Data listing
^^^^

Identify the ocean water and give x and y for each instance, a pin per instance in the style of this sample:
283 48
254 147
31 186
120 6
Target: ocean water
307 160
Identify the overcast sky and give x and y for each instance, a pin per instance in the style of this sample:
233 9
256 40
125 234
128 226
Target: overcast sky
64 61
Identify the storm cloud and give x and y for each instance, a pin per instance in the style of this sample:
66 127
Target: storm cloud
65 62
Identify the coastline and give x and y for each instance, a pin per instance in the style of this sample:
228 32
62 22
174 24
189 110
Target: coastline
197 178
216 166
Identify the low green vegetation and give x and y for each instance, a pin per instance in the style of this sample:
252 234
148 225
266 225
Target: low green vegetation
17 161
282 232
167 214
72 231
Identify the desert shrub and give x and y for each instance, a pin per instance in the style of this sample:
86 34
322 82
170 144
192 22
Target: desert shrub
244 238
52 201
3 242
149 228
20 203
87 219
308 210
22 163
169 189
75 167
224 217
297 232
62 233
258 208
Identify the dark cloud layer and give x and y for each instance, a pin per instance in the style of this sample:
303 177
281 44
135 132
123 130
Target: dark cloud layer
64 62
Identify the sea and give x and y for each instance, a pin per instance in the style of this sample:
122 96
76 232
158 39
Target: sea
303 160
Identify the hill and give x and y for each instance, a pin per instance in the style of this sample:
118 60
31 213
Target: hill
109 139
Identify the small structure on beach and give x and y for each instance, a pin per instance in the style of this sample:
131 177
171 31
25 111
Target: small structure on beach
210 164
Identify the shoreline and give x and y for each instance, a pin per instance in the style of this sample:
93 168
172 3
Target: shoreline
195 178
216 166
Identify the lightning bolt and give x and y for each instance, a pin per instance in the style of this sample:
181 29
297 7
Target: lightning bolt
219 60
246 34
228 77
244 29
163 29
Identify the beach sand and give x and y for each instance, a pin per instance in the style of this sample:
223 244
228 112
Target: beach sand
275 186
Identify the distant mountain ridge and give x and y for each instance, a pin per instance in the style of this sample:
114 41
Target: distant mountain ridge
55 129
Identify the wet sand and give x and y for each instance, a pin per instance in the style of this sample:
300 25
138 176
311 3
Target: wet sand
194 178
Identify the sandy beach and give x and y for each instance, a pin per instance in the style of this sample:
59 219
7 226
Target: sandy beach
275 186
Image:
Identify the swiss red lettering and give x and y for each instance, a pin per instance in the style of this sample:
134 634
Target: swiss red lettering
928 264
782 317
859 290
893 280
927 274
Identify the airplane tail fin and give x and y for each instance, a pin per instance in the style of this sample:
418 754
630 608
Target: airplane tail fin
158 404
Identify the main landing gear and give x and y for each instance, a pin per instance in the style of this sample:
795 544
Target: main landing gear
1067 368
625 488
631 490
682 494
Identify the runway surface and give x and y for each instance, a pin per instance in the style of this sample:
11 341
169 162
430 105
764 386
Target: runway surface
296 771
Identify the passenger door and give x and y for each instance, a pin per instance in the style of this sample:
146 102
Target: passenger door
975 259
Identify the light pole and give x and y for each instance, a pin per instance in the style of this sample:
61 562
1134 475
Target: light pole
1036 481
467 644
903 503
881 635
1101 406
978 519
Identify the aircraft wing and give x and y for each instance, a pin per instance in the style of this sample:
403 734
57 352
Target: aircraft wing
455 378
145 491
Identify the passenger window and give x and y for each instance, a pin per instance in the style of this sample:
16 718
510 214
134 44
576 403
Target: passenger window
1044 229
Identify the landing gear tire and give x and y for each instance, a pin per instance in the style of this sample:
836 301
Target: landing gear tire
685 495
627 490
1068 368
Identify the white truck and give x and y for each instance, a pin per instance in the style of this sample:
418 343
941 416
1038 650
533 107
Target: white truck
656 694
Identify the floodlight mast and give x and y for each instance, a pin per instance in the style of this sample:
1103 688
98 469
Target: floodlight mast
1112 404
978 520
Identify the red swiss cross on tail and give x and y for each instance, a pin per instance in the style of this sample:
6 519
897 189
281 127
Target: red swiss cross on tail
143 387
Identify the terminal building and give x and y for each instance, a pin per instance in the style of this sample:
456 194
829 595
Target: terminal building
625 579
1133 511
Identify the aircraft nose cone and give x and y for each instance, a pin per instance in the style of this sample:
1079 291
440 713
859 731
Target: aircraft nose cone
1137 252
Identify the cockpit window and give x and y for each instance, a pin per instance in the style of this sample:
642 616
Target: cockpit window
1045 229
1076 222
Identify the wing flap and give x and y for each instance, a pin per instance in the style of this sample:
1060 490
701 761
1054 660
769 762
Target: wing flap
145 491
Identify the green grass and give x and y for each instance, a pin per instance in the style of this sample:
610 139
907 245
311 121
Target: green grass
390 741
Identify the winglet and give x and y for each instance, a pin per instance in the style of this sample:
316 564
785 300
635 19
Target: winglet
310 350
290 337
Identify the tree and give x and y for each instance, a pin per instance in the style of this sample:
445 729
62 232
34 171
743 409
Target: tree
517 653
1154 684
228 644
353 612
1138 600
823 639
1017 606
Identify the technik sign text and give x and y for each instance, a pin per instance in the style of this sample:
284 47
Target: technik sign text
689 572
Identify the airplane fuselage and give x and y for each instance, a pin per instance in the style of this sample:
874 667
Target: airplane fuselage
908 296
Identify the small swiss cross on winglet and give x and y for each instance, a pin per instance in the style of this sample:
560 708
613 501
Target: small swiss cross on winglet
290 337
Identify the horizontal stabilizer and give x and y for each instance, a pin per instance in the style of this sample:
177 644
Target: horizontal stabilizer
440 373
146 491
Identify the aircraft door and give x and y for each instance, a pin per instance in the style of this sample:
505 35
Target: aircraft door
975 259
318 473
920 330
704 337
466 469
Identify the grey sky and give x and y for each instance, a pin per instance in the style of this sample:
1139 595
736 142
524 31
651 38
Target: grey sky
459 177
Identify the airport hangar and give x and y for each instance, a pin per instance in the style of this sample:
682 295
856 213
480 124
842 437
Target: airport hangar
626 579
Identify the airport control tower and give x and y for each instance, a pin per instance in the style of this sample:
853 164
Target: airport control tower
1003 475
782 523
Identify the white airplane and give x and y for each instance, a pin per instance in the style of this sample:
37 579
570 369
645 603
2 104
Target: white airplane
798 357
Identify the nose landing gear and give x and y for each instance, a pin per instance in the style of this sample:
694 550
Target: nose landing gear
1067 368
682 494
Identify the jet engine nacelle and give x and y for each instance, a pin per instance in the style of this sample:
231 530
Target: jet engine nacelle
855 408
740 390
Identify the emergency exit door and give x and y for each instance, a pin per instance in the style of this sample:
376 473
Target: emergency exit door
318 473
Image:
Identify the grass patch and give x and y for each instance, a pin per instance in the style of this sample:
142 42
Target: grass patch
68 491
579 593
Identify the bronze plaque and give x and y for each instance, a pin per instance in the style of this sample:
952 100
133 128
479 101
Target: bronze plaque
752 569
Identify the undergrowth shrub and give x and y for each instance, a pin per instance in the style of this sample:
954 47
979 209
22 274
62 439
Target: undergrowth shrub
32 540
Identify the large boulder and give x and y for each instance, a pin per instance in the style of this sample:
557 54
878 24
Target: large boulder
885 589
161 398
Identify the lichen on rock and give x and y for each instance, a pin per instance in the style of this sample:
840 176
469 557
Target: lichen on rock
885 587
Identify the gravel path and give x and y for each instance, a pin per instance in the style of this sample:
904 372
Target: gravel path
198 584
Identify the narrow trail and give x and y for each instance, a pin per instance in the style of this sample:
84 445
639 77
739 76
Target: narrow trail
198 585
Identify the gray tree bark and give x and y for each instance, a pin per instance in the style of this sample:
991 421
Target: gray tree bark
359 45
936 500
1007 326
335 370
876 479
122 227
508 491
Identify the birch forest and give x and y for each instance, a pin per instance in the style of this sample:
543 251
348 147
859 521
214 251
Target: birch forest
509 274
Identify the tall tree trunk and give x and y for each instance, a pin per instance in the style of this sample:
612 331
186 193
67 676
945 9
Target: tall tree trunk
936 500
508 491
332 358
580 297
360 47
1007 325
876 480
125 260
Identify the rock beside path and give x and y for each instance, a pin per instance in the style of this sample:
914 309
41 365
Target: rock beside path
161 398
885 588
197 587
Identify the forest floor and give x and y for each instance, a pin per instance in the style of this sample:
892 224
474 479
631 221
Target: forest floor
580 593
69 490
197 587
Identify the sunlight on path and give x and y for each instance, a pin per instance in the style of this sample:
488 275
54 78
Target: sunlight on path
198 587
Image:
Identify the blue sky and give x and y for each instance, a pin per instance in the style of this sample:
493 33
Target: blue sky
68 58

^^^^

Set task: Exactly reproduce the lines that run from the line with "Identify the tall" through the last line of the records, inclusive.

Task result:
Identify the tall tree trunk and give x and y for each instance, a pin per instance in the style of this sample:
612 331
186 193
67 676
945 9
Target: tall tree trunk
936 500
508 491
332 358
580 297
360 47
1007 325
876 480
125 260
Identify the rock beside path and give x and y for each instance, a pin per instance in the style of this sample:
914 309
41 365
Target: rock beside path
161 398
885 588
197 587
Identify the forest floor and give x and y for each instance, a pin per instance in the style of this sample:
892 224
474 479
631 221
Target: forest floor
580 593
69 490
197 587
Identify the sunlight on path and give x and y for each instance, a pin per instance in the style of this sample:
488 275
54 78
Target: sunlight on path
198 587
Image:
Identify the blue sky and give x and y for each instance, a pin per instance in the style of this sample:
493 33
Target: blue sky
68 58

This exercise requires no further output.